# Page text
## Start

In chutes and angle crosscuts 10 ft. wide; 60 sq. ft. for two men or 30 sq. ft. per man-day.

These averages include time taken up in the working place for timber packing, setting timber, chute building, and all other work necessary in the place. The results obtained when timber packers were used were much less.

The average number of square feet that can be cut with mining machines in the Muldoon seam when not timbered with sets is:

In a breast 40 ft. wide; 240 sq. ft. for three men, or 80 sq. ft. per man-day.
In a breast 20 ft. wide; 160 sq. ft. for two men, or 80 sq. ft. per man-day.
In a breast 15 ft. wide; 130 sq. ft. for two men, or 65 sq. ft. per man-day.
In a chute 10 ft. wide; 100 sq. ft. for two men, or 50 sq. ft. per man-day.

These averages include time taken up for chute building, timbering, timber packing, and all other necessary work.


Eli T. Conner, Scranton, Pa.—In 1910, I made a professional visit to the Carbonado mine, in which, as I understand the paper, most of the work described has been done. At that time the manager was a Mr. Davis, who had spent some years mining in the southern anthracite regions of Pennsylvania, where the coal beds stand on rather steep pitches.

He said that he had introduced in Washington many of the methods generally practiced in the southern anthracite region. While the pitches of the beds at Carbonado were about the same as those of the southern anthracite region, they were thinner than the Great Mammoth bed and some others.

The practices described appear to be accomplishing somewhat better recovery than the average experience in the thicker beds of Pennsylvania. In the steep pitching measures of the Pennsylvania district, it is a general practice to open from the gangway with chutes square up the pitch; then after passing the airway, which usually is 40 ft. above the gangway, and parallel thereto, chambers or rooms are extended to the rise, gradually widening to 24 to 30 ft., which chambers are advanced to the limit, usually from 250 to 300 ft., keeping the chamber filled with coal and carrying a manway on each side. The plans described differ from the Pennsylvania practice, in that chambers to the rise are driven narrow and not square up the pitch, which reduces the pitch of the chutes materially. This practice permits of using an open chute, down which the coal is carried to the gangway. By this practice the yield in large coal is substantially increased, or, putting it another way, the breakage of coal incident to working steep pitching measures with full chambers is substantially reduced by the method described. I have seen this same method successfully conducted at Bankhead, Alberta, where the necessity for care in the handling of coal, by reason of its friability, is imperative.

## End

# Problems to solve
• A. Do these statements agree with the coal mining text? Answer yes or no for each, and quote the words that decide it.
(i) In the Muldoon seam without timber sets, a breast 20 ft. wide yields 80 sq. ft. per man-day.
(ii) The visit to the Carbonado mine was made in 1910.
(iii) In the Pennsylvania practice, chambers to the rise are driven narrow and not square up the pitch.
• B. What does the coal mining text say in answer to each of these?
(i) How many square feet per man-day can be cut in a 40 ft. breast in the Muldoon seam when not timbered with sets?
(ii) Where had Mr. Davis spent some years mining?
(iii) Where has the writer seen the same method successfully conducted?
• C. Could you give a continuation of the coal mining text, starting after its last sentence?
The records come from a separate source.

# Given data

## Start

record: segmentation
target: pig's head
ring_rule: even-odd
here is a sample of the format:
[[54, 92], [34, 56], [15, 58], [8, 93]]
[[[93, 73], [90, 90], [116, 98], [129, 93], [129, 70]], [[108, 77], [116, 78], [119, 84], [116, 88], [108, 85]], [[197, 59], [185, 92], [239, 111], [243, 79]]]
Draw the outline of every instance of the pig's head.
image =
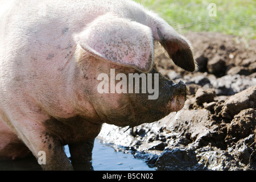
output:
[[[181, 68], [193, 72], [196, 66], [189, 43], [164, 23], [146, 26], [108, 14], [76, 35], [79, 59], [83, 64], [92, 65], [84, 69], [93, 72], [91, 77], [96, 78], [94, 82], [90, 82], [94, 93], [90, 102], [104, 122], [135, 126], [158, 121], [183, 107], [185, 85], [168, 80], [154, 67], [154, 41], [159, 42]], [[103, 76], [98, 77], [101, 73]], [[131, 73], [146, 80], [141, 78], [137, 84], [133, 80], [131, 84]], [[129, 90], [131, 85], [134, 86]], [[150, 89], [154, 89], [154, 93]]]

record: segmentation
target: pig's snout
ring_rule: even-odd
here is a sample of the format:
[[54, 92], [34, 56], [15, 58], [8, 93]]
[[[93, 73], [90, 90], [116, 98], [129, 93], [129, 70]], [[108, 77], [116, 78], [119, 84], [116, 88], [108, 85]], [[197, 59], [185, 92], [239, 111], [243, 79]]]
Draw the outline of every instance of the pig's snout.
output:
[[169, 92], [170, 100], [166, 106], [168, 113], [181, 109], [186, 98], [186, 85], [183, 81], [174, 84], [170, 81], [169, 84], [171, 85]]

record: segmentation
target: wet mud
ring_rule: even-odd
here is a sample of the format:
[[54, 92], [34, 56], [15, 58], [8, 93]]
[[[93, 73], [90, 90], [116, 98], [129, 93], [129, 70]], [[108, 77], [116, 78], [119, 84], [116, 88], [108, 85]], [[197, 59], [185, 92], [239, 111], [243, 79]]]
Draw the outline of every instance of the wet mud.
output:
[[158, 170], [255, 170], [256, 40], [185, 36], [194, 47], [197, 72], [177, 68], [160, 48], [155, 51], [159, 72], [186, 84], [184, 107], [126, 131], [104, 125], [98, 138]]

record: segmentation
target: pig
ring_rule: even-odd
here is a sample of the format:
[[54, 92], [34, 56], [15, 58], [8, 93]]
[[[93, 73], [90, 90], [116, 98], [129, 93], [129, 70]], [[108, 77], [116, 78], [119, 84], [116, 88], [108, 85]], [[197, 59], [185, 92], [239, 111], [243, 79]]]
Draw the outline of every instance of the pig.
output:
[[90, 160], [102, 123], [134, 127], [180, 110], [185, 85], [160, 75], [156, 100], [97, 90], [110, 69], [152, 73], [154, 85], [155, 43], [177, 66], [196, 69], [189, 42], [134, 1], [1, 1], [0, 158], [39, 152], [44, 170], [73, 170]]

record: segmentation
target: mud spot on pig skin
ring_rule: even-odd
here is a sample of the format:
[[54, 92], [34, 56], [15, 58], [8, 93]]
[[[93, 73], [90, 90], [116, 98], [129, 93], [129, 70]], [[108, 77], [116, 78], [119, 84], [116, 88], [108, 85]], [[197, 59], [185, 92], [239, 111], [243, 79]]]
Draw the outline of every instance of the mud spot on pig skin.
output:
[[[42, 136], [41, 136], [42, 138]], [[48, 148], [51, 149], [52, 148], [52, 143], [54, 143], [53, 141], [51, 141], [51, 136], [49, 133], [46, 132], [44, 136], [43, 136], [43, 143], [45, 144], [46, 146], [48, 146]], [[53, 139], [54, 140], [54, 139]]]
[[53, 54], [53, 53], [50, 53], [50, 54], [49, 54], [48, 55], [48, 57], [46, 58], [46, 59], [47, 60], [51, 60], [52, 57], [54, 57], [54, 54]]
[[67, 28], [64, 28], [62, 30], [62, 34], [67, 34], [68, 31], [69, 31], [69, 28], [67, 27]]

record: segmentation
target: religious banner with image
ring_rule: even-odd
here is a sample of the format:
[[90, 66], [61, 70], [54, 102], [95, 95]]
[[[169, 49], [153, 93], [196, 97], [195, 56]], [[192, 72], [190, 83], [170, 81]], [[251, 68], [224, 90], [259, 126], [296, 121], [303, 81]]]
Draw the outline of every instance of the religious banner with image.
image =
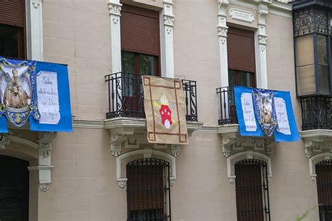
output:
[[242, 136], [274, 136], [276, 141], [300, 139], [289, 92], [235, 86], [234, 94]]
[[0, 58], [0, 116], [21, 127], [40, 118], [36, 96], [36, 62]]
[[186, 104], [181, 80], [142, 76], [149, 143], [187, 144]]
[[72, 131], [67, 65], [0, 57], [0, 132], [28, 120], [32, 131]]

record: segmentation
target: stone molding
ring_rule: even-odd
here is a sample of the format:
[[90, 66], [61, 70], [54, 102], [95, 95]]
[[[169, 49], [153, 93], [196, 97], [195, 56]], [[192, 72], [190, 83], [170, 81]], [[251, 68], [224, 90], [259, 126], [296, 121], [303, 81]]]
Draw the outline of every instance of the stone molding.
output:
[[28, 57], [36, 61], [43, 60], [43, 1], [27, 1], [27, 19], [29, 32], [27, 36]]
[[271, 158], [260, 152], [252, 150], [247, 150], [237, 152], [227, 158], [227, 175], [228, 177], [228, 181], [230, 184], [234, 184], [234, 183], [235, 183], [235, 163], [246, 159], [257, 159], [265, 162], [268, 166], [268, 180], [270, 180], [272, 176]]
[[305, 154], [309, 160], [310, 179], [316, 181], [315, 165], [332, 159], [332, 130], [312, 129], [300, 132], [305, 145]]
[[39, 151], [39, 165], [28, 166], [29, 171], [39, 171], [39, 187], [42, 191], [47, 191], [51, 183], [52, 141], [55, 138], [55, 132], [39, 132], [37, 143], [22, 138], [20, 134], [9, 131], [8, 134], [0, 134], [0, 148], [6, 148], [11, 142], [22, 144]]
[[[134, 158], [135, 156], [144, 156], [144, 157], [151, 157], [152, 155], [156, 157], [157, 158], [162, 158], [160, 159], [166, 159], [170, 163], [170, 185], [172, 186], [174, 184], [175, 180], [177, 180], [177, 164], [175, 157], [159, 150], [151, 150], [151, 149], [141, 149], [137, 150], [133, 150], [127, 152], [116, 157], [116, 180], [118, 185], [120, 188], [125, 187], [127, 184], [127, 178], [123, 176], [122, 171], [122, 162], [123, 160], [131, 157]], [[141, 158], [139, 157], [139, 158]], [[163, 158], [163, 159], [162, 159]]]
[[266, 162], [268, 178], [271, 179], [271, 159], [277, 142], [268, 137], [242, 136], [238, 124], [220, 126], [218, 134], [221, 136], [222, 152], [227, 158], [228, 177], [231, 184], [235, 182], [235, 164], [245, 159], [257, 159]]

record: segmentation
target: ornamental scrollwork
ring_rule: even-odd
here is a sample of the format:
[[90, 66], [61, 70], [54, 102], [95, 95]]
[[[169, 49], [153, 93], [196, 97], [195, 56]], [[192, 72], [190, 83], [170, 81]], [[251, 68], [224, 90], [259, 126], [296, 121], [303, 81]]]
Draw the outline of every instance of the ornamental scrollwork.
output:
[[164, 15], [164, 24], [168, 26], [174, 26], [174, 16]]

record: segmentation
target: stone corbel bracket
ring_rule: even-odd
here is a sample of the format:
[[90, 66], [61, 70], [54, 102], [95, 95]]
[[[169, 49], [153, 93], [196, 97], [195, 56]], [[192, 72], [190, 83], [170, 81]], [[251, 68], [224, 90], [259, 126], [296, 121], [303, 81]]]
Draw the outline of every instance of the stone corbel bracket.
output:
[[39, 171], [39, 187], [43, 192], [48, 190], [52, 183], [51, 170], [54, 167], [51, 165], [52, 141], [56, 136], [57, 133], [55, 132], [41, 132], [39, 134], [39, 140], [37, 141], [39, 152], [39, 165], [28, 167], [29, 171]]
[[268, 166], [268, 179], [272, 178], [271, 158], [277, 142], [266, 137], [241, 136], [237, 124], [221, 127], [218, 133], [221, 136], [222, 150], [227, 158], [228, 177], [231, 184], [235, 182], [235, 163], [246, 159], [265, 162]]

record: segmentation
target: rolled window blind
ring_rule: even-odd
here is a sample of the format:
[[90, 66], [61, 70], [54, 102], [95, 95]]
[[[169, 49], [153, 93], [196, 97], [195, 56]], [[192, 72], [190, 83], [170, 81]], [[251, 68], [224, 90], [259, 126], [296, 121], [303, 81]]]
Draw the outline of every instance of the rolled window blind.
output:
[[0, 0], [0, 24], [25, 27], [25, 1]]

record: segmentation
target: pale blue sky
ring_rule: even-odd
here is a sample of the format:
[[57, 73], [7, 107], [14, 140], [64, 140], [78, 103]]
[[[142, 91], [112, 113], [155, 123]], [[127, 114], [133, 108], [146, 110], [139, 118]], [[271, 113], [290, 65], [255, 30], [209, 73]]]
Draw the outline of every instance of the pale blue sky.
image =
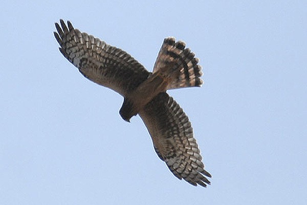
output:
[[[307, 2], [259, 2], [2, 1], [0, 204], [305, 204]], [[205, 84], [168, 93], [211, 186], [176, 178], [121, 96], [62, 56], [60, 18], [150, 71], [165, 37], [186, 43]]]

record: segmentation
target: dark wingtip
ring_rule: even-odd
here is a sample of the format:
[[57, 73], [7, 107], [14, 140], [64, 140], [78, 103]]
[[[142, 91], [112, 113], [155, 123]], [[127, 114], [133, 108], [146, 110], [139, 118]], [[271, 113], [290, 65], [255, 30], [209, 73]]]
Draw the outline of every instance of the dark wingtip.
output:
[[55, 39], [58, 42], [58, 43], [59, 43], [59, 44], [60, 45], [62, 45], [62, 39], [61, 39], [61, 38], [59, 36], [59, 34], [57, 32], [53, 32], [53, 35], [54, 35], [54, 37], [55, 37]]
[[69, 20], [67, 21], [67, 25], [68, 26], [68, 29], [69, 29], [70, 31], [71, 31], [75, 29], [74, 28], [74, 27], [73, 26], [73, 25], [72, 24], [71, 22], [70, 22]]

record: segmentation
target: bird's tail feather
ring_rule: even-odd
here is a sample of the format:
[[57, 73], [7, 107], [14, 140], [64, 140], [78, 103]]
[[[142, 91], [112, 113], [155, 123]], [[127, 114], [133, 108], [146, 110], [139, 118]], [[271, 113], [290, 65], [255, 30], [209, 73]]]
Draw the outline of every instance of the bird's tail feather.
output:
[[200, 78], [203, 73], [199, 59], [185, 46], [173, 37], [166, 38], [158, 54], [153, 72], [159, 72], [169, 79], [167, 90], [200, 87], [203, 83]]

## End

# Answers by task
• A.
(i) Yes: "In a breast 20 ft. wide; 160 sq. ft. for two men, or 80 sq. ft. per man-day."
(ii) Yes: "In 1910, I made a professional visit to the Carbonado mine"
(iii) No: "The plans described differ from the Pennsylvania practice, in that chambers to the rise are driven narrow and not square up the pitch"

• B.
(i) 80 sq. ft. per man-day.
(ii) In the southern anthracite regions of Pennsylvania.
(iii) At Bankhead, Alberta.

• C.
The practices described are an advance upon the ordinary methods that for many years have been practiced in the anthracite region of Pennsylvania.

Simon H. Ash (author’s reply to discussion).—At the present time I do not know of any mine in the heavy dips of western Washington that is working with chutes such a seam that the dip would be from 20 to 25 per cent., as they would be prohibitively long from the standpoint of maintenance. To run cars inclines have been driven on a dip of 20° to 30°, Where the coal is run down a chute, the chute has a dip of 30° to 45°.

In the Pierce County district, the coals are very friable, breaking easily. Although lump coal is desirable, it is not available and the low ash content becomes the desirable factor rather than the larger sizes. The cleaner coal is found in the smaller sizes for where the coal does hold together it is due to a binder of bone or rock. A growing practice is to crush all coal over 2½ in. round opening, to separate the coal from the bone and rock, and then wash the resultant product with fine coal jigs and tables, the latter giving the lowest ash product. This eliminates the expensive rock picking on picking tables, only enough men being used to remove niggerheads and timbers that are in the mine run. A Bradford breaker at one mine is reducing this cost still further. The following shows the average percentage of sizes as compared with the ash content :

The chutes are worked full more to protect the ribs and brattice of the chutes from rock, niggerheads, and running coal. In some instances, it is necessary to place lagging in the chutes to permit the coal to build up above them so that the running coal will not wear the bottom, causing the bottom to wear and become lost. Further, the chutes 4 to 10 ft. wide are driven at considerable expense and the profit is made in pillar coal. When possible breasts (15 to 40 ft. wide) are worked, as they yield more and cheaper coal; but as a rule the walls will not stand and the maintenance is high.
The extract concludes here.